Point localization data
▼

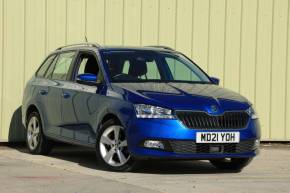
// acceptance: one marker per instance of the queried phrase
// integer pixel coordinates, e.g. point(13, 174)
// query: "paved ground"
point(73, 170)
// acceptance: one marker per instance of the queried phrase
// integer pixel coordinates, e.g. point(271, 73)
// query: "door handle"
point(43, 92)
point(65, 95)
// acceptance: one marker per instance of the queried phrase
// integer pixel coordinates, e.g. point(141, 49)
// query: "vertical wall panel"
point(200, 33)
point(167, 22)
point(149, 34)
point(248, 49)
point(56, 24)
point(34, 35)
point(278, 68)
point(13, 64)
point(114, 22)
point(264, 58)
point(287, 86)
point(232, 45)
point(132, 15)
point(217, 39)
point(184, 26)
point(76, 21)
point(1, 62)
point(95, 25)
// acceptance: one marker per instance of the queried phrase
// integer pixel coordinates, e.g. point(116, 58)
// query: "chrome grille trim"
point(202, 120)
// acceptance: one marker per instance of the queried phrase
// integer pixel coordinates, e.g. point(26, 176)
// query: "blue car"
point(137, 103)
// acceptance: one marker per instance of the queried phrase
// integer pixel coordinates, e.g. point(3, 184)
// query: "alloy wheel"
point(113, 146)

▲

The entries above should be reproduced exactly, without their pictures.

- **WRITTEN SOLUTION**:
// acceptance: one marker per instance of the queried phrase
// integer pixel coordinates, e.g. point(13, 174)
// query: "paved ground"
point(73, 170)
// acceptance: one marker per instance of the queried phrase
// integer pixel coordinates, e.g. point(271, 73)
// query: "door handle"
point(43, 92)
point(65, 95)
// acceptance: one marker per instance of the queried phrase
// integer pixel coordinates, e.g. point(141, 49)
// query: "vertical wall panel"
point(200, 33)
point(167, 22)
point(149, 34)
point(248, 49)
point(56, 24)
point(34, 35)
point(278, 68)
point(13, 64)
point(114, 22)
point(264, 58)
point(287, 86)
point(232, 45)
point(132, 15)
point(217, 39)
point(184, 26)
point(76, 21)
point(1, 62)
point(95, 25)
// acceptance: one marker per instance of the queried phrase
// integer pixel coordinates, e.g. point(116, 58)
// query: "chrome grille trim"
point(202, 120)
// acceptance: one marker per instance of the queried phrase
// integer pixel coordinates, e.g. point(26, 176)
// query: "blue car"
point(137, 103)
// acceptance: one marker per instance of the queried phrase
// integer pixel coordinates, e.g. point(3, 184)
// query: "alloy wheel"
point(113, 146)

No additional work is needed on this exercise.